WHAT IS NEEDED :: In the passage below about a cemetery tour, what is the name of the new tour the writer traveled to Hampstead Cemetery to see?

TEXT PASSAGE ::

* * * * *

I was lucky enough to secure
tickets for Cemetery Club’s recent sell out tour of Hampstead Cemetery. Having failed to catch Sheldon and Sam
locally at Tower Hamlets I had no choice last Saturday but to make the long
haul out on the Jubilee line to Fortune Green Road, West Hampstead to see the
eagerly anticipated new tour ‘Stories
from the Stones’. This is my third
cemetery tour; the other two were both of Highgate, one in the early 1990’s and
the other a couple of years ago, both undertaken out of necessity rather than
desire because the Friends of Highgate Cemetery won’t let you into the western
half unless you join a guided tour. I rather resent being shepherded around
places I would rather explore under my own steam but I like the Cemetery Club’s
blog and I liked Sheldon when I saw him speak a couple of months ago at
Greenwich University and so I was happy to park the prejudices of a lifetime
and allow myself to become, temporarily, a sheep in his flock.

* * * * *

PROVIDED MATERIAL ::
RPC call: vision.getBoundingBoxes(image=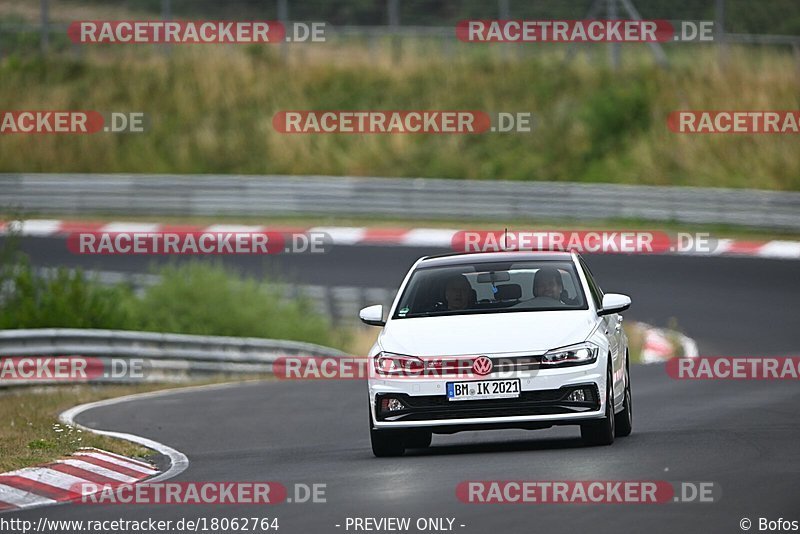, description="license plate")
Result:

* * * * *

RESPONSE TO THIS EXERCISE :: Stories from the Stones